§ **Problem requirements**
The entries shown below should be output exactly as they appear.

[Saved entries]
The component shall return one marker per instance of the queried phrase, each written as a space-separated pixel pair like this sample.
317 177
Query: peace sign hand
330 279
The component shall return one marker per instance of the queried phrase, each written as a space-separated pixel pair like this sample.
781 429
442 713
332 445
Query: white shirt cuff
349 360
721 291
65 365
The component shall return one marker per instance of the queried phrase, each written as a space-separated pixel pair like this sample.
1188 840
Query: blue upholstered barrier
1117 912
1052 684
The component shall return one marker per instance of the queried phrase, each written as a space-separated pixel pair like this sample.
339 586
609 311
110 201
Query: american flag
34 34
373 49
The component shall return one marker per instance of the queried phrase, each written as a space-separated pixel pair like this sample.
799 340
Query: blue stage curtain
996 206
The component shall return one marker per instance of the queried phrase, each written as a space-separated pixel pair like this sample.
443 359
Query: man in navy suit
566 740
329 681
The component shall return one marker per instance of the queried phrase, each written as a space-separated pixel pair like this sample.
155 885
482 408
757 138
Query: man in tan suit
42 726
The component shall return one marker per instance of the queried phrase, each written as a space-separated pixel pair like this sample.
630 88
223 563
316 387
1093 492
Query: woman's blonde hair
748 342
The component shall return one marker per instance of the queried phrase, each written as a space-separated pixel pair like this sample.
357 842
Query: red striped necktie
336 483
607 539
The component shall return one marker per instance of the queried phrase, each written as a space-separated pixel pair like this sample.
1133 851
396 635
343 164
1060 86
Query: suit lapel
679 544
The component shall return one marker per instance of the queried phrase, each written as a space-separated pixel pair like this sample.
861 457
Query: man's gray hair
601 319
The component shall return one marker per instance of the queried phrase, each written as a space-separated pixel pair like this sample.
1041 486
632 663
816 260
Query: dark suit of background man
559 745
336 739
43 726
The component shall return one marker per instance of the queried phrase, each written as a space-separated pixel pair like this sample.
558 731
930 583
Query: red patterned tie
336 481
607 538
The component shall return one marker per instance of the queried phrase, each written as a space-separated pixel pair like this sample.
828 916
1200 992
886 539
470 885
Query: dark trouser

§ **Written solution**
The component shall return one marker per instance of the queried phrase, each written as a space-separated pixel pair like this sample.
317 177
Query: peace sign hand
330 279
The component shall return one marker per instance of the queried phrase, each written as a space-separated pixel pair like this sample.
781 429
442 713
332 445
Query: white shirt cuff
349 360
721 291
65 365
The component shall return one marker per instance of the queried phrase, each written as a space-separated pixel pair like this sample.
1188 840
Query: blue upholstered barrier
1117 912
1052 684
The component shall return one marker per instance of the queried phrase, each written as a space-separated pixel pair like this sample.
339 586
609 311
110 201
Query: american flag
34 34
373 49
The component shall return one marker per instance of the queried phrase, each written as a space-separated pixel pair like this sample.
799 340
Query: blue stage curtain
996 206
The component shall return one marker per instance of the queried phrase, each written as a space-separated pixel pair like this sample.
443 359
Query: man in navy suit
566 740
329 681
The component shall return one marker per instance of the queried phrase, each written as a space-separated pixel pair like this sample.
155 885
482 408
757 138
Query: man in tan suit
42 726
The component shall return one marker per instance of the queried phrase, each written as a space-separated pixel pair like this sample.
630 88
223 563
316 387
1093 492
Query: woman's blonde hair
748 342
The component shall return one marker per instance of the queried phrase, each written as a space-separated pixel pair like this sample.
357 842
Query: red striped necktie
336 483
607 539
The component shall return one marker per instance of the queried phrase, each written as a space-separated pixel pair like this sample.
1133 851
396 635
343 164
1060 86
Query: suit lapel
679 544
The component shall return one marker per instance of the queried phrase, each written as a space-separated pixel pair like this sample.
861 457
Query: man's gray hair
601 319
The component shall return one marker per instance of the queried phrase, each written as a space-separated pixel pair like this sample.
1041 486
632 663
816 260
Query: dark suit of background man
559 745
336 739
43 726
The component shall return one marker per instance of the queried phrase, each written as a space-separated pixel pair like this sample.
558 731
930 583
Query: red patterned tie
336 481
607 538
The component shall return one marker per instance of the queried phrase, each written as a space-separated pixel pair like this sample.
828 916
1200 992
886 539
470 885
Query: dark trouser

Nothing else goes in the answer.